For the word "light", find each line in the entries where it occurs and copy that line.

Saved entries
● ● ● ●
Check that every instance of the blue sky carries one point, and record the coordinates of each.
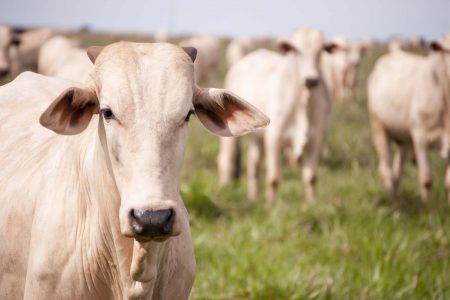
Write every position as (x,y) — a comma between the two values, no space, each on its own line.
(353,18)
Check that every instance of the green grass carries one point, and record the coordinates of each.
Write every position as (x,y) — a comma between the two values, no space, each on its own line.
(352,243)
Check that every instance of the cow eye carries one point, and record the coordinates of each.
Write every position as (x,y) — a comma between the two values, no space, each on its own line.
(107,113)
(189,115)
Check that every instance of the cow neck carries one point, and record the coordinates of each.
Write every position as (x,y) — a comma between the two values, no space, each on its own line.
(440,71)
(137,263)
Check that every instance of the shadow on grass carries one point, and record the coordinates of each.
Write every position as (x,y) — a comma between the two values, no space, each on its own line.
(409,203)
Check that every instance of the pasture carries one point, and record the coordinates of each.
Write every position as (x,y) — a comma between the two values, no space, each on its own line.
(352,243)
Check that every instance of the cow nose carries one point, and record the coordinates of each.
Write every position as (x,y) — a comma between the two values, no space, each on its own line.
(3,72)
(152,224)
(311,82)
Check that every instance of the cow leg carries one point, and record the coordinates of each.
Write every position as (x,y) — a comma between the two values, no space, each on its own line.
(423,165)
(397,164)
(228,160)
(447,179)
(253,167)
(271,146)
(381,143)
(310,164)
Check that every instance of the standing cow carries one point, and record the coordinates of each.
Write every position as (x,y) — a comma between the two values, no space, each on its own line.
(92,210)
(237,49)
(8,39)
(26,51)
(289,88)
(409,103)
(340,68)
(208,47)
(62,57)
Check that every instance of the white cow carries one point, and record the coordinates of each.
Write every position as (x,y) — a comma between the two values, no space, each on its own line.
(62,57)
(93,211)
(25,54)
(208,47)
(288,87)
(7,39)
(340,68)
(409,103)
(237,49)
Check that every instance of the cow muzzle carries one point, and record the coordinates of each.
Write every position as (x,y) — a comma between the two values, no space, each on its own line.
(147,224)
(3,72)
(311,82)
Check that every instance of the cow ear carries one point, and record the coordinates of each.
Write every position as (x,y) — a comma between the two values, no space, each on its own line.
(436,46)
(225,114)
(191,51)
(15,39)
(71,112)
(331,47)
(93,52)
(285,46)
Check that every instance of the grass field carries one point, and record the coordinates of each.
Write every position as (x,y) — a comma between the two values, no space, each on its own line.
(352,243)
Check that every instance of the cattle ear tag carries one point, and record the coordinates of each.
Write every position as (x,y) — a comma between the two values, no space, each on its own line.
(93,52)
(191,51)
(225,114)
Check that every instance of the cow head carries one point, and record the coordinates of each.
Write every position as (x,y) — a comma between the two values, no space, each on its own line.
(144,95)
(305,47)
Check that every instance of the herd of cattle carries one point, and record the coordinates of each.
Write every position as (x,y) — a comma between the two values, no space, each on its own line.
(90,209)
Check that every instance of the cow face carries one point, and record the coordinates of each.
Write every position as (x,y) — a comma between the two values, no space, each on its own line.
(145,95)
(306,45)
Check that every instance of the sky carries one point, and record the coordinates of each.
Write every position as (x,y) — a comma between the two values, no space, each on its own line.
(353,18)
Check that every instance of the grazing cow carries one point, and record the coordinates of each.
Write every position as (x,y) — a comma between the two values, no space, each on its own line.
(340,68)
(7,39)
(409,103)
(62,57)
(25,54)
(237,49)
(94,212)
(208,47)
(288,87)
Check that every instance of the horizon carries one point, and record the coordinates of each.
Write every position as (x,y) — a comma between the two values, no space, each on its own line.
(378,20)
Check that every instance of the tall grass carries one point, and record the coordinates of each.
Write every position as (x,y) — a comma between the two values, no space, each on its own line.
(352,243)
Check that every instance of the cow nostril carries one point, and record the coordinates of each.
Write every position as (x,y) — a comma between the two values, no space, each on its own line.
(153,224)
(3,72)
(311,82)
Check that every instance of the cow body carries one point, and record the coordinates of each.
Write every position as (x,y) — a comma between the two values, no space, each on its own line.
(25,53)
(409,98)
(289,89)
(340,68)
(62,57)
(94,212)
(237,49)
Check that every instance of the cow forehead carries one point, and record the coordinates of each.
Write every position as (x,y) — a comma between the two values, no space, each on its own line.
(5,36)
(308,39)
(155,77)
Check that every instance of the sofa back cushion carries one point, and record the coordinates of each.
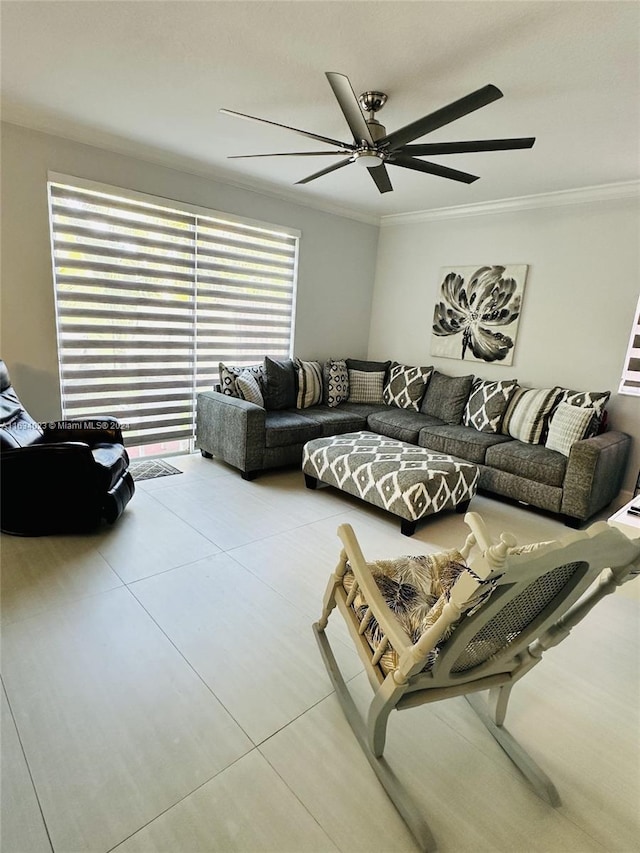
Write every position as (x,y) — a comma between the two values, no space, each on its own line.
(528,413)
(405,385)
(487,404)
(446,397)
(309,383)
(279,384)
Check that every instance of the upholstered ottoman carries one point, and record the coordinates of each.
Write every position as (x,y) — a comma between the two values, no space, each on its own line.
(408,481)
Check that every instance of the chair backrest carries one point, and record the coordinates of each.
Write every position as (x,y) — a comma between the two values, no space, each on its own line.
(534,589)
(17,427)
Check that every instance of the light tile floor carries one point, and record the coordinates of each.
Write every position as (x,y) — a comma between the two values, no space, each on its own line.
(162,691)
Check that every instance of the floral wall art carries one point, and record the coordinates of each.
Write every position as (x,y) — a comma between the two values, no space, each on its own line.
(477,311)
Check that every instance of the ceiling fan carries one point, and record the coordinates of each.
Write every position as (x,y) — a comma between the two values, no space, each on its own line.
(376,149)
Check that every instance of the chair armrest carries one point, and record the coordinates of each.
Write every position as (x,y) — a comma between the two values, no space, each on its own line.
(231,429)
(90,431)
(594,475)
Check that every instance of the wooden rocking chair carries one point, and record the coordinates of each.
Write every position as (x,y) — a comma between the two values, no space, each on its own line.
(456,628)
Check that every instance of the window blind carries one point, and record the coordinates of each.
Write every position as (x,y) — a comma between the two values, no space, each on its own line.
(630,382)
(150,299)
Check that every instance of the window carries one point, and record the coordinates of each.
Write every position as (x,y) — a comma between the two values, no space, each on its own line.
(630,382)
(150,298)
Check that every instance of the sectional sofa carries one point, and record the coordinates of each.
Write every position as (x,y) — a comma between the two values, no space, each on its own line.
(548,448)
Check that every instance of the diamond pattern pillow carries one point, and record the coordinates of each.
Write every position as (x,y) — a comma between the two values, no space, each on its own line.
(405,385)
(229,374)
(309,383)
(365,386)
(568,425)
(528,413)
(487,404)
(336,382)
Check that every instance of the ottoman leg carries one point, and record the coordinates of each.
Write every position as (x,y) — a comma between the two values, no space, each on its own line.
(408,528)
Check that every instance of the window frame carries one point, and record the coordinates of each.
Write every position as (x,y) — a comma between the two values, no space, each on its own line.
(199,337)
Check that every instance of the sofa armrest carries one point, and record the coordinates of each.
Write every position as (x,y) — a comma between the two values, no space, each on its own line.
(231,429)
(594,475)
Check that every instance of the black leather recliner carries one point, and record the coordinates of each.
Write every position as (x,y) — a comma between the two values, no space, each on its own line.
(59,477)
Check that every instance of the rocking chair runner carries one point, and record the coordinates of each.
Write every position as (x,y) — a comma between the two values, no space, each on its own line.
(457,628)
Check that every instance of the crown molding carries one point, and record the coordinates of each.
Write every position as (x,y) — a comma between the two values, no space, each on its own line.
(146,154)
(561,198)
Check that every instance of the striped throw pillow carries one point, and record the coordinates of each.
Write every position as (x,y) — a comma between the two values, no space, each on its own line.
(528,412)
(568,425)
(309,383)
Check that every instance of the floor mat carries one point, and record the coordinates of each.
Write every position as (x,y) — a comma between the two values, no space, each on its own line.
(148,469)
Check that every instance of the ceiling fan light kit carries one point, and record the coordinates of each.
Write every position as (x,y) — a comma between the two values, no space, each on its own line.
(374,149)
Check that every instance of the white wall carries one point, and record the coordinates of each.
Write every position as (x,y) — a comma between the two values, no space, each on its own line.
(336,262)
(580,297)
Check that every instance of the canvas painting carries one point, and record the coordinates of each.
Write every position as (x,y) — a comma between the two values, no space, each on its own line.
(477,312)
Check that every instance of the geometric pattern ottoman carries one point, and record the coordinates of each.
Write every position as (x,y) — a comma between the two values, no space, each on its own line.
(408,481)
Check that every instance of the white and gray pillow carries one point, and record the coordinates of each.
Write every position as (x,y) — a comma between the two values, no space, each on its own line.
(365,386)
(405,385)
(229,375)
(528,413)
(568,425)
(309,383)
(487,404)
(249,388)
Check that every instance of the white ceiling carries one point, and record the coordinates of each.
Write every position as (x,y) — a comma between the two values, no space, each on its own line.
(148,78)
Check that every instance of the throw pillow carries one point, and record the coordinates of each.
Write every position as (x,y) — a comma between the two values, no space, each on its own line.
● ● ● ●
▶ [The answer]:
Check that every instance of the light tile floor carries one point, and record the coordinates of each.
Check that every instance of the ceiling fan light kit carries one point, and record the coordinates of each.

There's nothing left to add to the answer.